TEXT PASSAGE: Begin

Lana Turner had a true Hollywood life and career- the kind we simply don't get anymore. From her iconic femme fatale portrait in "The Postman Always Rings Twice" to the Oscar night knife murder of her gangster boyfriend Johnny Stompanato by her daughter- an incident cloaked in mystery- Turner's story is rich in the kind of showbiz gothic that makes for a great biography. By 1969, though, the Hollywood Turner embodied had become outdated and out of touch. Released mere months before the summer that gave us both "Easy Rider" and the Manson murder's, "The Big Cube" is a hippy scare thriller aimed at confused parent's of the late 60's.
Renowned actress Adriana Roman (Lana Turner) is giving up her life on the stage to marry Charles Winthrop (Dan O'Herlihy). Winthrop's daughter Lisa (Karin Mossberg) is jealous of Adriana, fearing she'll take her father's attention away from her. Mossberg, with her thick accent, is a strange bit of casting. This is explained away by a reference to her having been schooled in Switzerland. She must have lived over there for her entire life to have an accent of that magnitude.
While the newlywed's are on a sailing honeymoon, Lisa is hanging out with her long hair friends, grooving to the heavy sound's of a band fronted by a guy who looks a bit like Phil Lynott. Lisa makes the acquaintance of Johnny Allen, the acid cooking, perfectly coiffed, cleft chinned med student, played by with smug charm by George Chakiris. The night comes to an end with a full on acid freakout when one of Johnny's crew doses a guy who crossed him.
Later, Charles blows his lid when Adriana and he return home to find a love-in strip tease occurring at their house, courtesy of Lisa's walking sixties cliche friend, Bibi (Pamela Rodgers). O'Herlihy brings his usual grinning gravitas to his role here. He's one of those guy's who apparently was always 60 years old, looking very much the same here as he would fifteen plus years later in film's like "Halloween III" and "Robocop".

TEXT PASSAGE: End
RECORD EXCERPTS: Begin

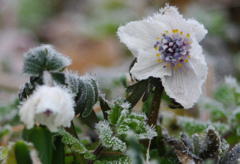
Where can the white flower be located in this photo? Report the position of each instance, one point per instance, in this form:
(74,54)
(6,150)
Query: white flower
(50,106)
(167,46)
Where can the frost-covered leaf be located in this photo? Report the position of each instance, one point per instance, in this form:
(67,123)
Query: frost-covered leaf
(105,107)
(108,139)
(114,113)
(29,87)
(135,124)
(8,112)
(226,95)
(86,91)
(183,152)
(192,126)
(232,156)
(75,145)
(44,58)
(211,145)
(19,152)
(136,91)
(114,160)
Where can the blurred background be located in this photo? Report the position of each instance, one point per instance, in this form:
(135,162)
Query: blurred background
(85,30)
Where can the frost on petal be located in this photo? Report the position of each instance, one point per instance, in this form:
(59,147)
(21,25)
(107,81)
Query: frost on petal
(197,29)
(140,35)
(50,106)
(147,66)
(198,63)
(184,86)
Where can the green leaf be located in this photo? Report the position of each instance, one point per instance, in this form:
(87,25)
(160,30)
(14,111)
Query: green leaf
(114,114)
(22,153)
(136,91)
(75,145)
(232,156)
(42,141)
(58,151)
(225,95)
(44,58)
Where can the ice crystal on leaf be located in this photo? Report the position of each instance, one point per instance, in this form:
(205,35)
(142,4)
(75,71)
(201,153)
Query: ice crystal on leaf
(44,58)
(108,139)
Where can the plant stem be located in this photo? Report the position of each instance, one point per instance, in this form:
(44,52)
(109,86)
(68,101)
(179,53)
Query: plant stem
(96,152)
(157,95)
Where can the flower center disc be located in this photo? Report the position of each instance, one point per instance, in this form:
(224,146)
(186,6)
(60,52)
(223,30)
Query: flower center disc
(173,48)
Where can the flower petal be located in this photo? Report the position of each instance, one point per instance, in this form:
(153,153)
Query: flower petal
(184,86)
(147,66)
(141,35)
(170,16)
(197,29)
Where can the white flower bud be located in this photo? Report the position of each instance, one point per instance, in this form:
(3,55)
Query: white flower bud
(50,106)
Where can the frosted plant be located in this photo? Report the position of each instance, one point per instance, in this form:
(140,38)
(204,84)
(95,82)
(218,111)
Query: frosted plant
(167,46)
(44,58)
(107,139)
(50,106)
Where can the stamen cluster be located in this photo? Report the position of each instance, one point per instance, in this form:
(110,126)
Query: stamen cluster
(173,48)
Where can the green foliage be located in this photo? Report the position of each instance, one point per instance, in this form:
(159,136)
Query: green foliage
(8,113)
(115,160)
(42,140)
(123,124)
(225,94)
(44,58)
(225,109)
(34,13)
(192,126)
(85,89)
(19,152)
(108,139)
(22,153)
(199,147)
(75,145)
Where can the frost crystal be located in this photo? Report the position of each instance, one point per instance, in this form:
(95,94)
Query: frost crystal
(107,139)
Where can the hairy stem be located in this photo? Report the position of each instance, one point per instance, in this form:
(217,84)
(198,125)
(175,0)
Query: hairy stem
(157,95)
(96,152)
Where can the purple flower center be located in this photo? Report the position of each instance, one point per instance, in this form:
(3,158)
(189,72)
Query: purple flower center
(173,48)
(48,112)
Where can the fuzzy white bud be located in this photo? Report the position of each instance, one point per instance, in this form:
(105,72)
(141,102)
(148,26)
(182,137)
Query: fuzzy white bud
(49,106)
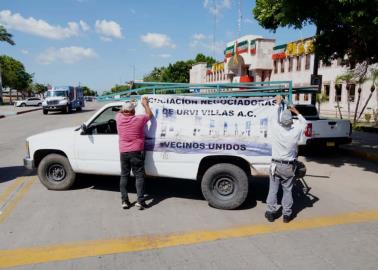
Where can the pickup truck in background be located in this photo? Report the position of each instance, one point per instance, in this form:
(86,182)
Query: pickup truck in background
(64,98)
(322,131)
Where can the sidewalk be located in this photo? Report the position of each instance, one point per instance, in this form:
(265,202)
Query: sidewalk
(364,145)
(9,110)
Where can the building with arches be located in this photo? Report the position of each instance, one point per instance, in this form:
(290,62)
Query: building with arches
(253,59)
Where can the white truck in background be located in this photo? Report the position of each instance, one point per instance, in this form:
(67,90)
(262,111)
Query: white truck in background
(63,98)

RECORD EXCERPTS: End

- [REQUIRED TASKS]
[1] Please decide whether each statement agrees with the film review above. Answer yes or no and quote the words from the review that decide it.
(a) Adriana Roman is leaving the stage to marry Charles Winthrop.
(b) Lisa is said to have been schooled in France.
(c) The part of Bibi is played by Pamela Rodgers.
[2] Answer these questions from the film review above.
(a) Which film gave Lana Turner her iconic femme fatale portrait?
(b) Where are the newlyweds while Lisa spends time with her friends?
(c) Which two later films does the review name for O'Herlihy?
[3] Extend the film review above, starting right after its last sentence.

- [SOLVED PROBLEMS]
[1]
(a) Yes: "Renowned actress Adriana Roman (Lana Turner) is giving up her life on the stage to marry Charles Winthrop (Dan O'Herlihy)."
(b) No: "a reference to her having been schooled in Switzerland."
(c) Yes: "Lisa's walking sixties cliche friend, Bibi (Pamela Rodgers)."

[2]
(a) "The Postman Always Rings Twice"
(b) On a sailing honeymoon
(c) "Halloween III" and "Robocop"

[3]
With no context, we are given a cool, trippy sequence of Adriana being carried down a beach on a stretcher, with intermittent flashes to her and Charles enduring a storm at sea. It's an intentionally disorienting way to engage the audience in one of the picture's major plot points. The dark, evocative score by Val Johns is wonderful here and throughout the entire film. Not bad for a composer whose major claim to fame is a cover of the "Theme from Ben Casey".
Having been lost at sea, Charles' fortune falls to Adriana. Lisa receives nothing until such time as she is wed, with the caveat that Adriana must approve the nuptials. After Adriana will not give her blessing to marriage between Johnny and Lisa, Johnny manipulates Lisa into thinking Adriana married her father only to get at his money. As revenge, they lace Adriana's medication with LSD. The acid dosing co-conspirator's plan works and Adriana is placed in a mental hospital. Charles' money is given to Lisa after Adriana is ruled mentally unfit. "Maybe there's no perfect murder, but I think we've figured a perfect freak out.", Johnny gloats.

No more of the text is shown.